▶ [PASSAGE SHOWN]
● ● ● ● ●

One way you can compare Google's chips and IBM's chips is by computing detection fractions. Error correcting codes are built out of "detectors", which are sets of measurements with predictable parity. When you run an error correcting code, each detector produces a detection event or doesn't, and you use these events to correct the errors that caused them. The detection fraction is the average number of detection events you see, divided by the number of detectors. James Wootton advocates for this idea in "Syndrome-Derived Error Rates as a Benchmark of Quantum Hardware". This is a nice simple comparison that is independent of classical postprocessing factors such as the choice of decoder.

● ● ● ● ●

▶ [PROBLEM A]
From the passage on detection fractions, copy the text from "One way you" to "choice of decoder.".
▶ [PROBLEM B]
According to the passage on detection fractions, how is the detection fraction computed?
▶ [PROBLEM C]
Extend the passage on detection fractions by writing what comes after its final sentence.

● ● ● ● ●

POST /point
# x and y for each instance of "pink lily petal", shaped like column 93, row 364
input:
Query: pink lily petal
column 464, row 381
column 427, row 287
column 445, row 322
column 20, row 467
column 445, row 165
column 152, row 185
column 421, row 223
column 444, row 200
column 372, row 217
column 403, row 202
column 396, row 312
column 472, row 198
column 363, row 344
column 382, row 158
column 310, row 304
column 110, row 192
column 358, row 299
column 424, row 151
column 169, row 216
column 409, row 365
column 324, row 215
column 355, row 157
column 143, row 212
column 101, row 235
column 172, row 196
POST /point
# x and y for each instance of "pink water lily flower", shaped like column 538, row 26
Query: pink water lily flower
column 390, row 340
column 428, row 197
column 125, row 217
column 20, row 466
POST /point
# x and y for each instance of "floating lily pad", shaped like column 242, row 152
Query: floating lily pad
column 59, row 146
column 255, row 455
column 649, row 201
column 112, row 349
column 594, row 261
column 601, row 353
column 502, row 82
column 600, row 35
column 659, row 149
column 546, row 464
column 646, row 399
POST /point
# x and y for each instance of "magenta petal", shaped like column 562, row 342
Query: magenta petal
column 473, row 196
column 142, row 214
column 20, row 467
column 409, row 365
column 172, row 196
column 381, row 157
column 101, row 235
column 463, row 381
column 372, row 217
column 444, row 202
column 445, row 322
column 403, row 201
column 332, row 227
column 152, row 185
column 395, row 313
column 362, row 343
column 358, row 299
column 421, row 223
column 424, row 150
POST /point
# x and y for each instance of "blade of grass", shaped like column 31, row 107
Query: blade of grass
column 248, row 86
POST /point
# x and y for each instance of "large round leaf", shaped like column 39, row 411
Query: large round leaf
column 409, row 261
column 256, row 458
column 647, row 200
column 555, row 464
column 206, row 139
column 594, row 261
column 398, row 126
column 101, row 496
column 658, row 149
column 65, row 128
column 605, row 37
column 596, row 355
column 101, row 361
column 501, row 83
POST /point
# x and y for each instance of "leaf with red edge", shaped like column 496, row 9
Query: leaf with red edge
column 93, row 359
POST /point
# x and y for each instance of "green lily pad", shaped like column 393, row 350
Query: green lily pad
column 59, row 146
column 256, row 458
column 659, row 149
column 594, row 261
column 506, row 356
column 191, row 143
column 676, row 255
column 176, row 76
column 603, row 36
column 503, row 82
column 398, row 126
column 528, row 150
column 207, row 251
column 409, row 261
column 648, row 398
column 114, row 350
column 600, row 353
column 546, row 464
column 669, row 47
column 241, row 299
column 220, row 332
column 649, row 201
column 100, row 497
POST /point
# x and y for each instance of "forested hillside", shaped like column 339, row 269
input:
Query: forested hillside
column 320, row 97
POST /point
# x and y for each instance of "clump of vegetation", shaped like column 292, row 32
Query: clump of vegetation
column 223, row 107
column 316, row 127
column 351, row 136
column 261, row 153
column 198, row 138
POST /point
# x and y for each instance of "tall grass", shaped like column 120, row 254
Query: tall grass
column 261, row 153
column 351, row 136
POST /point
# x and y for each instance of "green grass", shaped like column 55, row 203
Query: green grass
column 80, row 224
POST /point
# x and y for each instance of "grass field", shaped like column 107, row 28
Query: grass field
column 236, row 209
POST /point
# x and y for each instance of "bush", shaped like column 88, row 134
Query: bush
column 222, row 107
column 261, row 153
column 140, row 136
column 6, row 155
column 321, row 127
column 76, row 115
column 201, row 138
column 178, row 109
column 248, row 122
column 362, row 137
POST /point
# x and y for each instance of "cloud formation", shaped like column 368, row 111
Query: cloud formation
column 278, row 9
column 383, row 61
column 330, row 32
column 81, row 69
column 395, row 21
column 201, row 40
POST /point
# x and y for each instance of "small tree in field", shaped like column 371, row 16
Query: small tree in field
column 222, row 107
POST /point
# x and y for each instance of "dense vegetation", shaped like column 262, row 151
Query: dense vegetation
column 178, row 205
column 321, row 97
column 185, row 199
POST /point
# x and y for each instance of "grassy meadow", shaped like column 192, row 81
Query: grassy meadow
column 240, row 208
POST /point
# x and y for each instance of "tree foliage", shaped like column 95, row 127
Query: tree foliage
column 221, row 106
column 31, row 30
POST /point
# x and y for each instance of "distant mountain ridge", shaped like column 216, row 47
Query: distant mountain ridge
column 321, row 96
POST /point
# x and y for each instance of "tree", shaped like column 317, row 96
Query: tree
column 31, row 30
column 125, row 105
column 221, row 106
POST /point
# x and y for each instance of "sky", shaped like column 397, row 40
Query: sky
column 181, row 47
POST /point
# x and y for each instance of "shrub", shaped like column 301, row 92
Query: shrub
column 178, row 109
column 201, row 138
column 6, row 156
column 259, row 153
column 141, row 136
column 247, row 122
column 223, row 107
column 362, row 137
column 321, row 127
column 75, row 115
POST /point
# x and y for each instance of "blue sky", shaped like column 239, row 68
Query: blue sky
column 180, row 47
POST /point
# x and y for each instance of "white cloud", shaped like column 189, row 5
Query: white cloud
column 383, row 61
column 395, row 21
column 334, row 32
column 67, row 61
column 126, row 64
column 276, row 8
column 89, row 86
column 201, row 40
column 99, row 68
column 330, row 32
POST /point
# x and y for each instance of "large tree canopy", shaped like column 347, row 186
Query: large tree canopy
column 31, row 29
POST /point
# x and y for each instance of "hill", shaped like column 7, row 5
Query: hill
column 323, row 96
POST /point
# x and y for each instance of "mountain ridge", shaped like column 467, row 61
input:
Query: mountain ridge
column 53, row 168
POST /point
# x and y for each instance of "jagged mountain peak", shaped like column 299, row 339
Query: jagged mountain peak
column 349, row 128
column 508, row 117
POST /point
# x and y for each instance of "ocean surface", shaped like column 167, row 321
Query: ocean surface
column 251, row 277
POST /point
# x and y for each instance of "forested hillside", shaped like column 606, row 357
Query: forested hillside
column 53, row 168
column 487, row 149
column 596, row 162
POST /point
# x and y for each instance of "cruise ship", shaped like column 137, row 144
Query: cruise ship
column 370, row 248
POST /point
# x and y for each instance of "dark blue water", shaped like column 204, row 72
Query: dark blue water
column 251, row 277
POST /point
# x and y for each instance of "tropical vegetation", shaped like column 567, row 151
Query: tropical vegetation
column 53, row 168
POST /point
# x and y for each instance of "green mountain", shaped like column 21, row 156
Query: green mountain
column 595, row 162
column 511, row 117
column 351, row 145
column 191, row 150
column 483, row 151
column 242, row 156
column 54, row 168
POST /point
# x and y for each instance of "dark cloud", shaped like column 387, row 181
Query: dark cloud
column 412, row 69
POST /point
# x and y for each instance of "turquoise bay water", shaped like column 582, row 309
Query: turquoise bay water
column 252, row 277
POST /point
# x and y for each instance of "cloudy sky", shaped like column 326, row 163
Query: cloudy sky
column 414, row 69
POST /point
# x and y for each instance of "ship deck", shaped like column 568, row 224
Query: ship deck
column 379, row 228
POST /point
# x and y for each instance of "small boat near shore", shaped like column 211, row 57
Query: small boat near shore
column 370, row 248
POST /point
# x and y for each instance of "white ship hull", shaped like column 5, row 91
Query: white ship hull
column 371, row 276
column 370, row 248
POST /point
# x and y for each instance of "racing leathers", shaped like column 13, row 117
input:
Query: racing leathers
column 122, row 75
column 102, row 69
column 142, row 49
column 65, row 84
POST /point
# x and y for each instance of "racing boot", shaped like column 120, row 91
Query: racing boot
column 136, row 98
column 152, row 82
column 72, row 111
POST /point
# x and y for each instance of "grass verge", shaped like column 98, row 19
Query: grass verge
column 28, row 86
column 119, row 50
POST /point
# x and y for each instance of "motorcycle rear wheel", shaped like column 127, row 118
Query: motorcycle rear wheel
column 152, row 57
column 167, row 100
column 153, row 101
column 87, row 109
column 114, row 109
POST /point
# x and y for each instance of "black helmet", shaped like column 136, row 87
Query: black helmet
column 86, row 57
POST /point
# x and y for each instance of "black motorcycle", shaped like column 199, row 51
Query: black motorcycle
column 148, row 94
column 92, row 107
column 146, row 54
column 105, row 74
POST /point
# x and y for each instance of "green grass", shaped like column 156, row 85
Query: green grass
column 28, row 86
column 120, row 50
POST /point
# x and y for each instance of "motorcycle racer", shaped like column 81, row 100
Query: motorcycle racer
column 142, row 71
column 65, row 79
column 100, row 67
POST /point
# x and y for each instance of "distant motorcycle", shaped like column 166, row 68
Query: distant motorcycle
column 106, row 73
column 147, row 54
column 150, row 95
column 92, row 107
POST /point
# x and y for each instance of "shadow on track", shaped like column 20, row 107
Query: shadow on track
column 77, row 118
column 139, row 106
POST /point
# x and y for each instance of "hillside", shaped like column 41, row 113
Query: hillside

● ● ● ● ●

▶ [EXPECTED OUTPUT A]
One way you can compare Google's chips and IBM's chips is by computing detection fractions. Error correcting codes are built out of "detectors", which are sets of measurements with predictable parity. When you run an error correcting code, each detector produces a detection event or doesn't, and you use these events to correct the errors that caused them. The detection fraction is the average number of detection events you see, divided by the number of detectors. James Wootton advocates for this idea in "Syndrome-Derived Error Rates as a Benchmark of Quantum Hardware". This is a nice simple comparison that is independent of classical postprocessing factors such as the choice of decoder.

▶ [EXPECTED OUTPUT B]
It is the average number of detection events divided by the number of detectors.

▶ [EXPECTED OUTPUT C]
A notable difference between the Google and IBM chips is that the IBM chip is far more spread out. The Google chip is a square grid, with each qubit having four neighbors. The IBM chip is a heavy hex grid, with most qubits having two neighbors and the rest having three. This makes it hard to run the surface code on IBM chips, because you need additional gates to move information around and form the necessary detectors. This makes the detection fraction (and the logical error rate) worse, for a given gate error rate. It's not clear whether you would still use the surface code, or use a specialized code. IBM proposed a specific code called the heavy hex code, last year Microsoft published the honeycomb code which can be placed on a heavy hex lattice, and just this month Google published new ways to compile the surface code where one effect is that the overhead incurred to run on a heavy hex lattice is not as bad as it used to be.
In terms of actual experimental data, the closest comparison I can think of doing is to compare the honeycomb code detection fractions from "Measurements of Floquet code plaquette stabilizers" on IBM's chip and the surface code detection fractions from Google's experiment which you can compute from the published dataset.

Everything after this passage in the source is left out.